— OBJECTIVE —
All entries must be extracted exactly, with nothing added or dropped.

* begin *

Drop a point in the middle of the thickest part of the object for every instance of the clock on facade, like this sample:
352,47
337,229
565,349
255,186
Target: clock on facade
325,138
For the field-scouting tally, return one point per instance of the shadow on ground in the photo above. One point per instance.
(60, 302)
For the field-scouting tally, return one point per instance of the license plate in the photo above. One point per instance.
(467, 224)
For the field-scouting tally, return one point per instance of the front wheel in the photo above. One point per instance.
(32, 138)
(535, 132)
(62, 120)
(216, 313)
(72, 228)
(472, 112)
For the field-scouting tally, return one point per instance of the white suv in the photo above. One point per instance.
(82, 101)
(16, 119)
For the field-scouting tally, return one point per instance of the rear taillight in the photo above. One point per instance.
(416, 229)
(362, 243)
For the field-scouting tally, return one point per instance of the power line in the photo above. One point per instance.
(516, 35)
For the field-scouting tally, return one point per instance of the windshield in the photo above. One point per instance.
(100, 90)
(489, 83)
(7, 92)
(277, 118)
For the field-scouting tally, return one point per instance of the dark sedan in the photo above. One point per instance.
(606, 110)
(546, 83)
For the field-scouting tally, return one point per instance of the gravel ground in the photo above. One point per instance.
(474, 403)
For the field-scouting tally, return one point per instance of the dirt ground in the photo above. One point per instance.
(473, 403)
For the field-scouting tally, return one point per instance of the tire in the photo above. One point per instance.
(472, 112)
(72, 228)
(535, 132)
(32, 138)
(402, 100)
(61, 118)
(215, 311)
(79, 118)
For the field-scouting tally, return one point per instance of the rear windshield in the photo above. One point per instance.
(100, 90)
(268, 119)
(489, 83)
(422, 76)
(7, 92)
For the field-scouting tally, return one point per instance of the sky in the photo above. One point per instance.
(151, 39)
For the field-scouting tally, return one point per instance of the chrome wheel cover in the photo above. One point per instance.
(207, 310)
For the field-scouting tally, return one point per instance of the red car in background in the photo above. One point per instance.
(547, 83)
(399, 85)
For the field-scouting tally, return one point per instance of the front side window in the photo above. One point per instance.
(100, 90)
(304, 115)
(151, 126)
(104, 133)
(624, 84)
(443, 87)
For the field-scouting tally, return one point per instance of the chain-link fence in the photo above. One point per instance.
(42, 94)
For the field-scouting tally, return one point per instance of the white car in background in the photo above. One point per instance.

* end *

— PROBLEM SOLUTION —
Drop a point in the middle of the thickest part of the object for every instance of the clock on facade, like this sample:
352,47
337,229
565,349
255,186
Target: clock on facade
325,138
For the field-scouting tally, return one point per instance of the shadow on ground in the photo above. One point per instance.
(60, 302)
For the field-scouting tally, return one point per instance of the license plate in the photo above. One point per instance.
(467, 224)
For the field-scouting tally, return one point per instance of the front wheel in the photo above. One point per instance.
(32, 138)
(535, 132)
(62, 120)
(216, 313)
(72, 228)
(472, 112)
For the field-scouting tally, return one point per instance of the white suv in the photo above. One point per instance.
(82, 101)
(16, 119)
For the field-scouting tally, return one point per instance of the rear taillight in the photo above. One point per instance.
(416, 229)
(362, 243)
For the field-scouting tally, return one point per instance of the power line in the photo above. One point per instance.
(516, 35)
For the field-scouting tally, return one point per instance of the windshield in the photo above. One point per instance.
(100, 90)
(489, 83)
(7, 92)
(277, 118)
For the field-scouting tally, return one point per instance of the dark sedan in the photo above. One point per instance.
(606, 110)
(546, 83)
For the field-scouting tally, return one point per instance of the gravel ground in the photo above. One point per instance.
(474, 403)
For the field-scouting tally, return one point per instance of the dirt ground in the photo above. One point per instance.
(473, 403)
For the field-scouting tally, return one point per instance of the tire in the photo above. One point per instance.
(472, 112)
(72, 228)
(535, 132)
(32, 138)
(402, 100)
(61, 118)
(215, 311)
(79, 118)
For the field-scouting tally, return one point per instance of the rear windshield in the photo above. One point per instance.
(100, 90)
(268, 119)
(489, 83)
(422, 76)
(7, 92)
For the field-scouting tally, return one point per instance of the sky in the photo above. One point per instance.
(151, 39)
For the field-scouting tally, return one point per instance of the chrome wheel cover in the photo above. One point per instance.
(207, 310)
For the field-scouting tally, return one point per instance of the red car in background in the photo above. One point per instance.
(547, 83)
(399, 85)
For the field-scouting tally, return one point per instance of the front side window in the photo above. One point per instance.
(100, 90)
(304, 115)
(151, 126)
(104, 133)
(624, 84)
(443, 87)
For the field-scouting tally, return one point per instance of the chain-link fence in the photo above. One point per instance.
(42, 94)
For the field-scouting tally, return one point per instance of the white car in background in the photo above. One point per instance.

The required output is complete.